*About this task*
Can you quote, word for word, every line from the first line of the records below through the line containing "negative clicks: (524, 97)", and nothing else?

*Dataset extract*

* * * *

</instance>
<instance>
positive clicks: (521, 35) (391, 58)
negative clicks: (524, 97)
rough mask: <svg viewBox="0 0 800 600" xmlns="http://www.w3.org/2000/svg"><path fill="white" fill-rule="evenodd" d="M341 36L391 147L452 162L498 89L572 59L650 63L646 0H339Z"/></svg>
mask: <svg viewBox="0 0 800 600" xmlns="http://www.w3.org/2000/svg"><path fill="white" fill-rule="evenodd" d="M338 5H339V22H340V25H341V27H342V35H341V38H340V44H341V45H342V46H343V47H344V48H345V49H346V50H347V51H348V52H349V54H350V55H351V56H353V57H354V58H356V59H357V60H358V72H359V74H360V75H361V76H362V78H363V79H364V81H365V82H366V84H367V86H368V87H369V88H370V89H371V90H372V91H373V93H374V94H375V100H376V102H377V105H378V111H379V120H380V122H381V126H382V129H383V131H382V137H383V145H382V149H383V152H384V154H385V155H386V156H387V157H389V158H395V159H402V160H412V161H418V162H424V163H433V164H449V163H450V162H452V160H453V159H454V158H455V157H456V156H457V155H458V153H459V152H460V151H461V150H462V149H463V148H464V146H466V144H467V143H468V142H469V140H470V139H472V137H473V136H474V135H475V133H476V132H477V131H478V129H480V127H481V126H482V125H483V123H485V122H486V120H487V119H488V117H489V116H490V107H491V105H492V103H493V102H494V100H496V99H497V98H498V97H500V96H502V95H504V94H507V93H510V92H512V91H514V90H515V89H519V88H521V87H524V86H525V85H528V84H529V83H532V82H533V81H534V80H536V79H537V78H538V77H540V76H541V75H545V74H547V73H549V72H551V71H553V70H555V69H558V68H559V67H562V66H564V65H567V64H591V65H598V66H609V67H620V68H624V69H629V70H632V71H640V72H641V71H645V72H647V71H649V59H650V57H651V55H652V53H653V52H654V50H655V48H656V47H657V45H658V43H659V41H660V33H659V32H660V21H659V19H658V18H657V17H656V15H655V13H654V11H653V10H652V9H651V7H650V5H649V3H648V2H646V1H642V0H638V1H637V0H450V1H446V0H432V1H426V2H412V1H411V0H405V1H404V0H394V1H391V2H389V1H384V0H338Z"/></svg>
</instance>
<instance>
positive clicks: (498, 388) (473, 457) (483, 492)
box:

* * * *

*Response*
</instance>
<instance>
positive clicks: (521, 35) (391, 58)
negative clicks: (524, 97)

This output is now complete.